What you should do: Pick up the mailing-list reply about slow aggregate queries on large tables, shown below, and continue it from its last sentence.

Document excerpt:
>> Begin

Re: Aggregate query on large tables

From: Bill Moran <wmoran(at)potentialtech(dot)com>
To: Job <Job(at)colliniconsulting(dot)it>
Cc: "pgsql-general(at)postgresql(dot)org" <pgsql-general(at)postgresql(dot)org>
Subject: Re: Aggregate query on large tables
Date: 2017-04-09 15:26:17
Message-ID: 20170409112617.c834de6ae8cf4a76f4799d67@potentialtech.com
Views: Raw Message | Whole Thread | Download mbox | Resend email
Thread:
Lists: pgsql-general

On Sun, 9 Apr 2017 17:05:56 +0200
Job <Job(at)colliniconsulting(dot)it> wrote:

> Hi,
>
> i have a table with about 400 millions of rows and i need to build some aggregate function for reporting.
> I noticed that query performances are slowing down, even though indexes are present.

>> End

Supplied information:

>> Begin

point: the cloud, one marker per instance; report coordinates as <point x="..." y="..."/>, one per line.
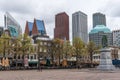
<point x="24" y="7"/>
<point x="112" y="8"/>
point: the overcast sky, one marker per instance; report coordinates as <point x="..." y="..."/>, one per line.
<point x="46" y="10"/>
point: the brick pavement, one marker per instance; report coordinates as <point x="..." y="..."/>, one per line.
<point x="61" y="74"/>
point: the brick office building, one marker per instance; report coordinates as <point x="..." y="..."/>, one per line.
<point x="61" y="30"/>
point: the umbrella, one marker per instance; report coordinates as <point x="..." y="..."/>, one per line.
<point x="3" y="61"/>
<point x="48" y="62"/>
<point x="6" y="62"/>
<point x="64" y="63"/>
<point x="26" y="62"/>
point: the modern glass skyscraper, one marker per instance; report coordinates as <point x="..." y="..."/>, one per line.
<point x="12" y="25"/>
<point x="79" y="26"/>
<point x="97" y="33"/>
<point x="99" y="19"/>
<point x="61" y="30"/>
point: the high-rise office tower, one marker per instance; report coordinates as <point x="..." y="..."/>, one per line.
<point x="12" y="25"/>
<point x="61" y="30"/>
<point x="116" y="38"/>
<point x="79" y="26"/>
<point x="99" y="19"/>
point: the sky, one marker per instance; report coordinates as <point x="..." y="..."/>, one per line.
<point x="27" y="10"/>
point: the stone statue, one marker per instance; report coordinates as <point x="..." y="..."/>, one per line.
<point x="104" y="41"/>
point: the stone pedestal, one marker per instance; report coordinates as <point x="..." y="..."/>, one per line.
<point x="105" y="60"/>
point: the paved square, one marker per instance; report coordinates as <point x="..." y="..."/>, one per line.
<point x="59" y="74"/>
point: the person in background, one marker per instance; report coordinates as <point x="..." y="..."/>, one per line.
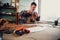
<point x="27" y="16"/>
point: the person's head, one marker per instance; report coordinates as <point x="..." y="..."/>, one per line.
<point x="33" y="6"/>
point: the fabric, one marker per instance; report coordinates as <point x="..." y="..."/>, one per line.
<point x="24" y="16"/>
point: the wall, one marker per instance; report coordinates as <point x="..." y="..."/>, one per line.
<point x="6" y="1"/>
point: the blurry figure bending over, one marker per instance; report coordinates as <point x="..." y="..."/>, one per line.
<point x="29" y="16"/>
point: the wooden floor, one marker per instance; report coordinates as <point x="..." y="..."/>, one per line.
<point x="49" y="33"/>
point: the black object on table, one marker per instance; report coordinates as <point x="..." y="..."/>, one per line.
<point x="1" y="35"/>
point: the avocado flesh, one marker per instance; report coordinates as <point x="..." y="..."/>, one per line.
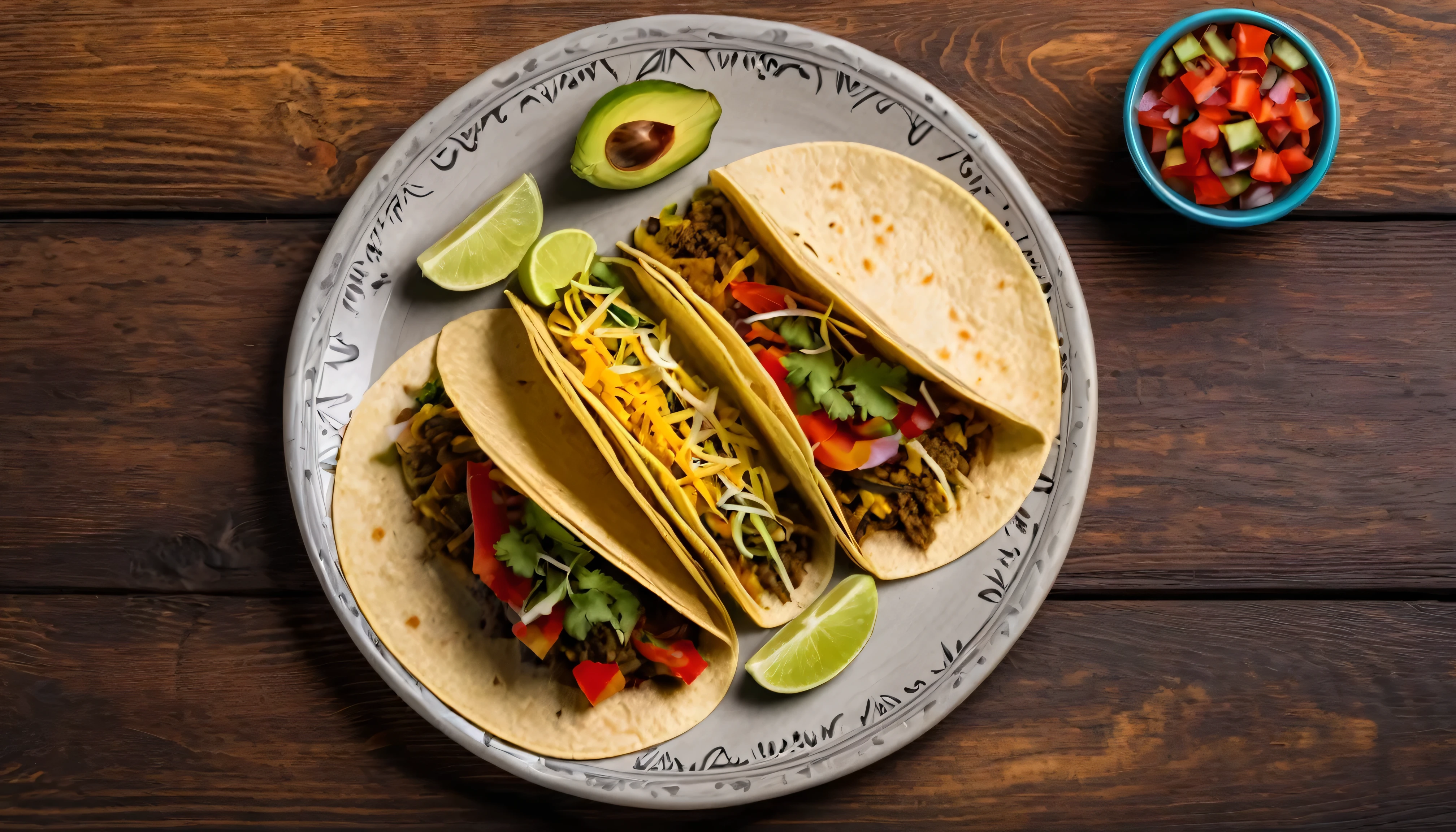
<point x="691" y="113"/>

>> End
>> Begin

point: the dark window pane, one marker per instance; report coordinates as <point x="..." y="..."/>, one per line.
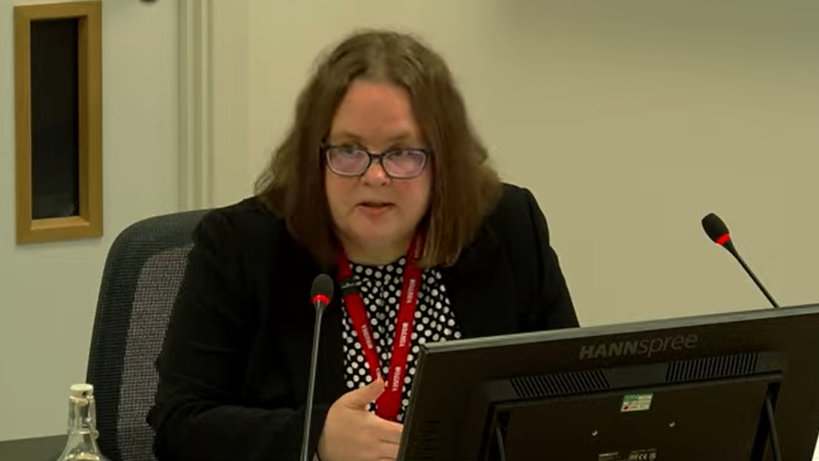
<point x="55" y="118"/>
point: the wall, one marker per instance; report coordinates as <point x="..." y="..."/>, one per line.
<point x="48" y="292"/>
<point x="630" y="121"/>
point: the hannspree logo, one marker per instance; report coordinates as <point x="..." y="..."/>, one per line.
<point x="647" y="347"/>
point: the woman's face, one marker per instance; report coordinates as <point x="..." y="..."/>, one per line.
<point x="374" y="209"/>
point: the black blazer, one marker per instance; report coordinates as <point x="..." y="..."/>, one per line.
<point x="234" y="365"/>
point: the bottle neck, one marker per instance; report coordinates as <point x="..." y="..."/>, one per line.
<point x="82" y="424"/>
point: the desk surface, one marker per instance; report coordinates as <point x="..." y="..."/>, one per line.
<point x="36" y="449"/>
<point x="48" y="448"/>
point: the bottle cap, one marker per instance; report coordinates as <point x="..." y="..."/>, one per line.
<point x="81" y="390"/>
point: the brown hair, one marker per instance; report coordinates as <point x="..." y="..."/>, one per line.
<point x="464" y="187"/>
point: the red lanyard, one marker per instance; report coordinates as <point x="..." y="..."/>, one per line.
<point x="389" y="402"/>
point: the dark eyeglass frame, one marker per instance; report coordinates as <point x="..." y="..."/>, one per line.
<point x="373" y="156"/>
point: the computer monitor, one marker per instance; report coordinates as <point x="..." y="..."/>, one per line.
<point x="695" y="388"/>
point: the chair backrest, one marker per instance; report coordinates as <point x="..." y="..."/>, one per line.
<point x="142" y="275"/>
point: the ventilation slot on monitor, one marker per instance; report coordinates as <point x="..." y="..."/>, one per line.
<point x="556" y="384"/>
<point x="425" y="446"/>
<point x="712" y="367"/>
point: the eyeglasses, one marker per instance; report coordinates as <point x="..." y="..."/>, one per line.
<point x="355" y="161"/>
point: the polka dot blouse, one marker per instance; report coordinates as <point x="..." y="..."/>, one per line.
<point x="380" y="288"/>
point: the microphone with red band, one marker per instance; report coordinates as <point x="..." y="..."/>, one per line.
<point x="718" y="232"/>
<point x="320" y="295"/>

>> End

Reply:
>
> Query is simple (i make an example, my table is in italian language):
> select a,sum(b) from table where a=x and c=y group by a
>
> a is a varchar
> b is an integer
>
> x and y are two field i use for filter results.
>
> I tried to create different indexes to try to speed up performance:
> index1 (a)
> index2 (c)
> index3 (a,c)
>
> I noticed, with query planner, that the mulfi-field index is not used.
> Postgresql 9.6.1 still use scan without indexes.
>
> I obtain significant improvements only if i create a materialized view with aggregated data.

It helps a lot if you provide EXPLAIN output for questions like this. Also,
definitions of what you consider "fast" and "slow" are helpful, as everyone
seems to have a different opinion on what those words mean.

However, my guess is that your WHERE condition isn't significantly restrictive
to make use of the index worth the time. If you'll be fetching a significant
percentage of the rows anyway, using the index would actually slow things
down.

You _might_ get better performance if you create an index on (a,c,b) which
would allow the query to run without ever needing to access the actual
table; but I'm just speculating.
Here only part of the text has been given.